● **Assignment**
Scan the entries below, and for each line that includes the word "green", make a copy.
******
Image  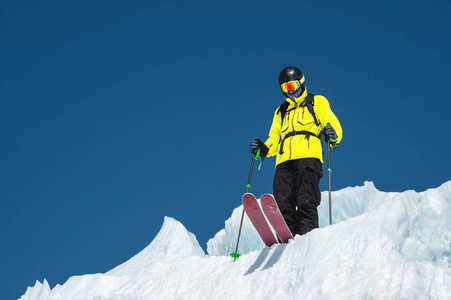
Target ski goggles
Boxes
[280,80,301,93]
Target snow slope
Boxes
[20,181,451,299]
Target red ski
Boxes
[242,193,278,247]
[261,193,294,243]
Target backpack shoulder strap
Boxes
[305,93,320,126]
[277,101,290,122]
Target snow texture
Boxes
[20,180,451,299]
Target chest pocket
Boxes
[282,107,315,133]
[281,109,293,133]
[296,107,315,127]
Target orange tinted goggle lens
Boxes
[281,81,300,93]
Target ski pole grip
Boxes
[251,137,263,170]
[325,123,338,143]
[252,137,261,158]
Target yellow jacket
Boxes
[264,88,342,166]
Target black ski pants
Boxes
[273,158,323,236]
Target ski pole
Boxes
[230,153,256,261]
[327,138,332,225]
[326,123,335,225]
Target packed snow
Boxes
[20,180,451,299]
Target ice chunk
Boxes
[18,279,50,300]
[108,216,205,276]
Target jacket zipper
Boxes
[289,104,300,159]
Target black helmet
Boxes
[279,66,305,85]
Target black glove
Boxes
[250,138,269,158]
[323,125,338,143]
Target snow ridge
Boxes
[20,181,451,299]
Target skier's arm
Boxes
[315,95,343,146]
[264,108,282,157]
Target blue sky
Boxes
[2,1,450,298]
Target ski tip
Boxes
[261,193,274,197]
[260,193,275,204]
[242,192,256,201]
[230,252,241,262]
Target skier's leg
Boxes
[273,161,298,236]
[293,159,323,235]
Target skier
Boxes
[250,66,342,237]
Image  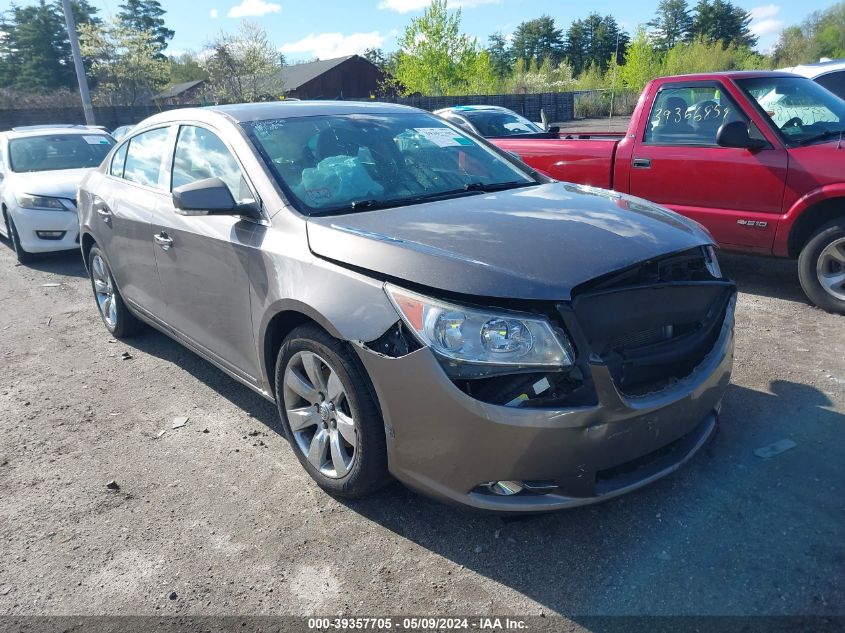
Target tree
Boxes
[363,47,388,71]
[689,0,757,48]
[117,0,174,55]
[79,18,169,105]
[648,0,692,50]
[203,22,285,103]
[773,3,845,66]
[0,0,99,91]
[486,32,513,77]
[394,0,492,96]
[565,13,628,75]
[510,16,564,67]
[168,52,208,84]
******
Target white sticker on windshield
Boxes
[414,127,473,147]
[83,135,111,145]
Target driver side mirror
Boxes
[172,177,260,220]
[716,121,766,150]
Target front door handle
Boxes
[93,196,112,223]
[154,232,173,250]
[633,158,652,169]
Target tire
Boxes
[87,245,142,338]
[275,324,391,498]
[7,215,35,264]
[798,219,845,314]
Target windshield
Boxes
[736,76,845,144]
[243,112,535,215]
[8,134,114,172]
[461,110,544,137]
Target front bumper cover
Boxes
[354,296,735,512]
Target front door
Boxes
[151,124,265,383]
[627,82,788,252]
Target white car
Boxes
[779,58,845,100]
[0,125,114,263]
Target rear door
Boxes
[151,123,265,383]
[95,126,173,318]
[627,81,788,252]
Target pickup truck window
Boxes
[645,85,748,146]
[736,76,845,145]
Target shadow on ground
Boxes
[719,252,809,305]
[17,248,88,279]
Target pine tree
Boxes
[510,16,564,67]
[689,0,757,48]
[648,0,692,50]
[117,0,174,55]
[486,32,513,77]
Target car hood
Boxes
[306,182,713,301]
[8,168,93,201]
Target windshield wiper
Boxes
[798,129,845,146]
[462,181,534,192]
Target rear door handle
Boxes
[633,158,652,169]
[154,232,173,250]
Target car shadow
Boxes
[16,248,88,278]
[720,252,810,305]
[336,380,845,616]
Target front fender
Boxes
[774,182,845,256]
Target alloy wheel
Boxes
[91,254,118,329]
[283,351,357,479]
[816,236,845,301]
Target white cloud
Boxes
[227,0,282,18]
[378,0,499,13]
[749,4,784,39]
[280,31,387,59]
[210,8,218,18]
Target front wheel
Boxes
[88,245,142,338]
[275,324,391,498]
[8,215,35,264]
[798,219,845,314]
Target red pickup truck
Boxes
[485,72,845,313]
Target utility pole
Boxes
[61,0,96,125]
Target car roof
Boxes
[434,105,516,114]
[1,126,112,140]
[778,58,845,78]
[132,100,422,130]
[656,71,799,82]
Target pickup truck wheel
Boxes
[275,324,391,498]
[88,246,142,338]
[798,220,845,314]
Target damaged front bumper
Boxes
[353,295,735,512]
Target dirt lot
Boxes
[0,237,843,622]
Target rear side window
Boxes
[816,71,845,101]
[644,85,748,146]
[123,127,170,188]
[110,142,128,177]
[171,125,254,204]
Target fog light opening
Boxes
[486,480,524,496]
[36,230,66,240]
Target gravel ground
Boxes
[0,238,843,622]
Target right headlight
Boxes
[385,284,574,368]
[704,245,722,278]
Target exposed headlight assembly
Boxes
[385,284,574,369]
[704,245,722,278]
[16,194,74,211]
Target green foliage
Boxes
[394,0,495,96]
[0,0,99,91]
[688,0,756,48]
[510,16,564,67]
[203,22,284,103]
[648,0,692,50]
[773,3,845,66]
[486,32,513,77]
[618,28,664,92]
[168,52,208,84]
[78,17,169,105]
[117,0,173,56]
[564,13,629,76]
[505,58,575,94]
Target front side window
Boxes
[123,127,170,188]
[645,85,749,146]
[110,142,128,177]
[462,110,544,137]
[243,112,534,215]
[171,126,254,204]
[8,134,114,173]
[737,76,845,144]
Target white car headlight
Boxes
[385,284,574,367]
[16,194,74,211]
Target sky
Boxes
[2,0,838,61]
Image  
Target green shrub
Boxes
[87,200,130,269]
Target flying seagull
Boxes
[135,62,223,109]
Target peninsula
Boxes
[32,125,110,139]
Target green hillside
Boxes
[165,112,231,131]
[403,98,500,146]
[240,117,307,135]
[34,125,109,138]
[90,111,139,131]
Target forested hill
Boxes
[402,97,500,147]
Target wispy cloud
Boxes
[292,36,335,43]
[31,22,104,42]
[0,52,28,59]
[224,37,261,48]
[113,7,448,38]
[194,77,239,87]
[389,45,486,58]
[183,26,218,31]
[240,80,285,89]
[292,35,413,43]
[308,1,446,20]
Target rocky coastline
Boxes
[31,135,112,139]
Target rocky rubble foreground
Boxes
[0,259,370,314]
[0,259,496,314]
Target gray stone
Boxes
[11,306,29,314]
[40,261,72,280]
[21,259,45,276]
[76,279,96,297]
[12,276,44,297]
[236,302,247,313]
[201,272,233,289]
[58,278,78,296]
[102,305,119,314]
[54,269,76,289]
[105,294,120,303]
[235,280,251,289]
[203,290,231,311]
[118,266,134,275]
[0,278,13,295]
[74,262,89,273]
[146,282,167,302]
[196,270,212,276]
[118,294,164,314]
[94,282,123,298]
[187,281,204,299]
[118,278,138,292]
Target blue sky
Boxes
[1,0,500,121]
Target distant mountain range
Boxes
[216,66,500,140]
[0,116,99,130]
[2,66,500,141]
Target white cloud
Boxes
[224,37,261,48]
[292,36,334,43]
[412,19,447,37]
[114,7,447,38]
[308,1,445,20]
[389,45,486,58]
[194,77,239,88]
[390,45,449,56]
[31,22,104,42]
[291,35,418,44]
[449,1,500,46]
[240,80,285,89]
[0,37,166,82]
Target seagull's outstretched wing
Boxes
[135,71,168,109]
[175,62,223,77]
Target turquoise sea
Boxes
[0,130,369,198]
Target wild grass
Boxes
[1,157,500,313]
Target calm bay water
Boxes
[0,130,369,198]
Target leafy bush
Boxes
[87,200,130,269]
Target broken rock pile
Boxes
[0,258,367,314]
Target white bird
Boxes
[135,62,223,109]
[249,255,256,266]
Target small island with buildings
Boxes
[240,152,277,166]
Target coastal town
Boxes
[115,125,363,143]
******
● **Result for this exercise**
Target green foliage
Target green shrub
Target green hillside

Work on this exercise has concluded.